[Region pointing data]

↓↓↓

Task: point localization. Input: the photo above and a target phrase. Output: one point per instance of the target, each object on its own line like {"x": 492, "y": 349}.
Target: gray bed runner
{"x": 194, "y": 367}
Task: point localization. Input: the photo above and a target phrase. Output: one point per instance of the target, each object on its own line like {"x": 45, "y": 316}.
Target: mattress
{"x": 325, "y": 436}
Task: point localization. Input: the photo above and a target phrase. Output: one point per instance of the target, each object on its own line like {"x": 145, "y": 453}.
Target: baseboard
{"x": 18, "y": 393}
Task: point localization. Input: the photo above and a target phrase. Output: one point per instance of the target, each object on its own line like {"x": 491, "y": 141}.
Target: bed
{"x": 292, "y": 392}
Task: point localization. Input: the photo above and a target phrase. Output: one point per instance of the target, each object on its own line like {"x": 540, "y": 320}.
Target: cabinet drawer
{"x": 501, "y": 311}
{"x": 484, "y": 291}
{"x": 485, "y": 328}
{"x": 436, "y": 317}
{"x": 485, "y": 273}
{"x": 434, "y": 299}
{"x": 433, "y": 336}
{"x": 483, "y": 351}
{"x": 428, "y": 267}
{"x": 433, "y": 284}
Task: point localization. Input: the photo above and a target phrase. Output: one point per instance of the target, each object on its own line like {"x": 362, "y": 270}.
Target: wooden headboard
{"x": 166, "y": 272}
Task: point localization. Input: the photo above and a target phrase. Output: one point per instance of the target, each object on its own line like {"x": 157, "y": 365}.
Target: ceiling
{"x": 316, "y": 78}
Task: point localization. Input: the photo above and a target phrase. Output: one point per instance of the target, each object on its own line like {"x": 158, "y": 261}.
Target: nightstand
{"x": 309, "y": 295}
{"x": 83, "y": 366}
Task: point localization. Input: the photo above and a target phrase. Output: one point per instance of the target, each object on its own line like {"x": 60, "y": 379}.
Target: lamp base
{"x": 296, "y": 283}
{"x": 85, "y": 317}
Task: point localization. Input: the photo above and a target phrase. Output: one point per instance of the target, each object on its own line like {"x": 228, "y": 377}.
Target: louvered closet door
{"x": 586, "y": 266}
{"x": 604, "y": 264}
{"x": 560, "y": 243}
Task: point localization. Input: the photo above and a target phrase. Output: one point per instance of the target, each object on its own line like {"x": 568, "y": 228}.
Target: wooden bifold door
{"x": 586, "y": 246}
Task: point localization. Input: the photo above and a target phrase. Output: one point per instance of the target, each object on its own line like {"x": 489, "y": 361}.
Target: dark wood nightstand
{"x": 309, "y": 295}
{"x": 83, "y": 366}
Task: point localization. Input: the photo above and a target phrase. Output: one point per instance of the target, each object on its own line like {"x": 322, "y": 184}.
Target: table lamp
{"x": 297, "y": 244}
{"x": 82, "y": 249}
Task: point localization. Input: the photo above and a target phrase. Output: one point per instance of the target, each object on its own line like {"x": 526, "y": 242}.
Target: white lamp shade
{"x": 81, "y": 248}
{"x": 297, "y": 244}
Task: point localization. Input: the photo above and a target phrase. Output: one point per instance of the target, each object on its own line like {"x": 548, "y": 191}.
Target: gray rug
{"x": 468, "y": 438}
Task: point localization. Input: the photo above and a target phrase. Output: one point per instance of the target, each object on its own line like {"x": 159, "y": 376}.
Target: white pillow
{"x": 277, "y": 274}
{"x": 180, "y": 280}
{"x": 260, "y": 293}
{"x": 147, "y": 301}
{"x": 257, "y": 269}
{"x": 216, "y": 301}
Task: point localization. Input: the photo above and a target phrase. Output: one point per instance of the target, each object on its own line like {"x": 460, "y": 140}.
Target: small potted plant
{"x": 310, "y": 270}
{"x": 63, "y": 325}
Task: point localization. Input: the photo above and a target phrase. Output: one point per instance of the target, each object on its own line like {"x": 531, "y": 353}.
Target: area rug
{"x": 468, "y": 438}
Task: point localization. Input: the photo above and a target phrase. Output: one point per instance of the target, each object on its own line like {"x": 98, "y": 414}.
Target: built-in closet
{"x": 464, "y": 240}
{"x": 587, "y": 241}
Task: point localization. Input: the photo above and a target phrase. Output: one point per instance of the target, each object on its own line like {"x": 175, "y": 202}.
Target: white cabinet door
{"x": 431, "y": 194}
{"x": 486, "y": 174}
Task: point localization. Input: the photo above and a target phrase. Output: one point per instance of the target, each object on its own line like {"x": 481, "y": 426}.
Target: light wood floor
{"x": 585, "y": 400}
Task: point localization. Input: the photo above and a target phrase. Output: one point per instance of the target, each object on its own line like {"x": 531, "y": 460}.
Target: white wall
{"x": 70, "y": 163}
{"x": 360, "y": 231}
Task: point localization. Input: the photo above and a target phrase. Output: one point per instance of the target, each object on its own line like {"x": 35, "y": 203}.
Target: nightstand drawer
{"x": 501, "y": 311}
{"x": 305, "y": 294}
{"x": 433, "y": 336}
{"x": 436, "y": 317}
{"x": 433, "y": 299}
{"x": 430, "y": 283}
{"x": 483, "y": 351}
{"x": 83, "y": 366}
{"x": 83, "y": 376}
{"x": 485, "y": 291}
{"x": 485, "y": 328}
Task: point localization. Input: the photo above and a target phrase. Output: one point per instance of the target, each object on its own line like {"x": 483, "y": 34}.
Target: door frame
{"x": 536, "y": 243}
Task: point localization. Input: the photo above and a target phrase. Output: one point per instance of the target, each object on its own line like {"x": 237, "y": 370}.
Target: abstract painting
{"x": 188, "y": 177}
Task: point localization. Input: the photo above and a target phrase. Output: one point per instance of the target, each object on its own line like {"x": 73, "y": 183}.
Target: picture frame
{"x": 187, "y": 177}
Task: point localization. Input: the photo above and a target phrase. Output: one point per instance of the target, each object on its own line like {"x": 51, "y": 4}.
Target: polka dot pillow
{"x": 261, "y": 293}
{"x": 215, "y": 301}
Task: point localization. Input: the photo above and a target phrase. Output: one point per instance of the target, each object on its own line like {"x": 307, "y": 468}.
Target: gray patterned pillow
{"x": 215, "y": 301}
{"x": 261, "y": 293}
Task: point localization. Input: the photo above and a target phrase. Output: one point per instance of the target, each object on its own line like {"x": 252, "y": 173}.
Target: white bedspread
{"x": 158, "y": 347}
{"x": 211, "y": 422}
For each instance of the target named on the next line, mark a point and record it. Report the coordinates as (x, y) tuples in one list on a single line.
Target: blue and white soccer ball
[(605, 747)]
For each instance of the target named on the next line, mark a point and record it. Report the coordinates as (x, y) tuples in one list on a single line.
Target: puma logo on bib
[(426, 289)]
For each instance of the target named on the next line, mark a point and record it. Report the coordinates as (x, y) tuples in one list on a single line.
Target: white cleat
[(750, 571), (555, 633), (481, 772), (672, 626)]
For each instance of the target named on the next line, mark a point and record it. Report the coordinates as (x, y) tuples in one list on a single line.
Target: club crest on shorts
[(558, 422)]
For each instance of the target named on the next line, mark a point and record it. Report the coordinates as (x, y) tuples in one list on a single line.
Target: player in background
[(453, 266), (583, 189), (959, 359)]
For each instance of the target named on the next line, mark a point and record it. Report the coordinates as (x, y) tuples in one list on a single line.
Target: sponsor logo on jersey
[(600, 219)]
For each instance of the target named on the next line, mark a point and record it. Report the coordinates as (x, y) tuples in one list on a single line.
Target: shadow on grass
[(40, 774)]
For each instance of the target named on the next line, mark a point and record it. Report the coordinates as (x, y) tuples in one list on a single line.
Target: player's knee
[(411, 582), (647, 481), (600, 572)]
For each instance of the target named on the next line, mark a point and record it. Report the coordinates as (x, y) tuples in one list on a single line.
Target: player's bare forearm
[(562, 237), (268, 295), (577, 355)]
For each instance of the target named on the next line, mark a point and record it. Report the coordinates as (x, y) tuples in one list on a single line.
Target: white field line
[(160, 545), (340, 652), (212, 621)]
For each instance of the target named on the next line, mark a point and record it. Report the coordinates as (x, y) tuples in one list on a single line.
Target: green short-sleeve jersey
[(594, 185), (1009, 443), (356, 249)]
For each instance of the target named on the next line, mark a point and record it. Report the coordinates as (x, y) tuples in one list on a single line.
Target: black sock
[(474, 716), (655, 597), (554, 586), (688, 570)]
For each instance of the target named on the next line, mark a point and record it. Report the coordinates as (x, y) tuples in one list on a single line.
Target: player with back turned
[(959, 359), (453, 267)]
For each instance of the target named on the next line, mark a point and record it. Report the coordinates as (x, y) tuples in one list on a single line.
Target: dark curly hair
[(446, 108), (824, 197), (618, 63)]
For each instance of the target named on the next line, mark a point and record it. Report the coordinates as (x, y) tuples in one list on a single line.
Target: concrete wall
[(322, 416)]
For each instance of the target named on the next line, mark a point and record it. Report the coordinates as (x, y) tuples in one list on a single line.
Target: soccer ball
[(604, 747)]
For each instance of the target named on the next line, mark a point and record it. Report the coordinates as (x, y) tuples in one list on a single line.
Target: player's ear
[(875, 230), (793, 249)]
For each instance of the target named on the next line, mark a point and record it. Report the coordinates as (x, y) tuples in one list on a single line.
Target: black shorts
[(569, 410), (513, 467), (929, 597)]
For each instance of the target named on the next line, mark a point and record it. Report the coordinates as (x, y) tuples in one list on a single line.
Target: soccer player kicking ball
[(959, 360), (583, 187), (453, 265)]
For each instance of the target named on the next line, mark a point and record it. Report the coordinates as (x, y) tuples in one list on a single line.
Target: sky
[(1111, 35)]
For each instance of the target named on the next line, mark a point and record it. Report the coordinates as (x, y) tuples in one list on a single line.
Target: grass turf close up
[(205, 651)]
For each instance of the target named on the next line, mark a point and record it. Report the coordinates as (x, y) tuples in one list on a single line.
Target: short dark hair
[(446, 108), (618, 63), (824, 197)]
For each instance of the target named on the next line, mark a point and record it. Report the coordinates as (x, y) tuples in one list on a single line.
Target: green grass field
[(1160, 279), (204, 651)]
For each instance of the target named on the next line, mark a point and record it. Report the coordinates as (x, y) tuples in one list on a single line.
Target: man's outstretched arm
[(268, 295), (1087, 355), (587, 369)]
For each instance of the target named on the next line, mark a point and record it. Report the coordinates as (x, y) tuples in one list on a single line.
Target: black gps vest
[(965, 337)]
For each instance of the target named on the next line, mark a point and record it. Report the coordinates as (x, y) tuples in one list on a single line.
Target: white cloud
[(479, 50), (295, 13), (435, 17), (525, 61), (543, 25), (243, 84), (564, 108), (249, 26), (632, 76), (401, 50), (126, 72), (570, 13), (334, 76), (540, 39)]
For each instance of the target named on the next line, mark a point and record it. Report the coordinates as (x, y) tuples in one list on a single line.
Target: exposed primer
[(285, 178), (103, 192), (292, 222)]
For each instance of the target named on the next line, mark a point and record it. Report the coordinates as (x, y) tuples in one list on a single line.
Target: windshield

↑↑↑

-- YOUR INSTRUCTIONS --
Copy only the stretch running from the line containing "Target: green grass field" to the final line of the entries, both ends included, exactly as it stands.

-- WRITTEN ANSWER --
Target: green grass field
[(1160, 279), (204, 651)]
For each instance of the target named on the next line, mark a point and record it. Report the coordinates as (x, y) tuples in one list on a single line.
Target: man's outstretched arm
[(268, 295), (1087, 355), (587, 369)]
For each instance of the target named on the next line, mark a point and record it. Report the coordinates as (x, y) tuples in one list on a single line.
Target: black gps vest
[(965, 337)]
For each instance of the target named on the next line, mark a point and record it. Report the coordinates as (x, y) tuples in one list on a single line.
Target: white cloud
[(479, 50), (295, 13), (435, 17), (525, 61), (543, 25), (243, 84), (564, 108), (249, 26), (632, 76), (401, 50), (126, 72), (570, 13), (334, 76), (540, 39)]
For each instance of the target named on the next line, mark a point and record it. Report the coordinates as (x, y) tuples in one list on a single line.
Target: exposed primer
[(285, 178), (103, 192), (292, 222)]
For each instance of the target named on the next line, mark a point and record it. Report the coordinates as (x, y) tuples in one list on a single line.
Target: windshield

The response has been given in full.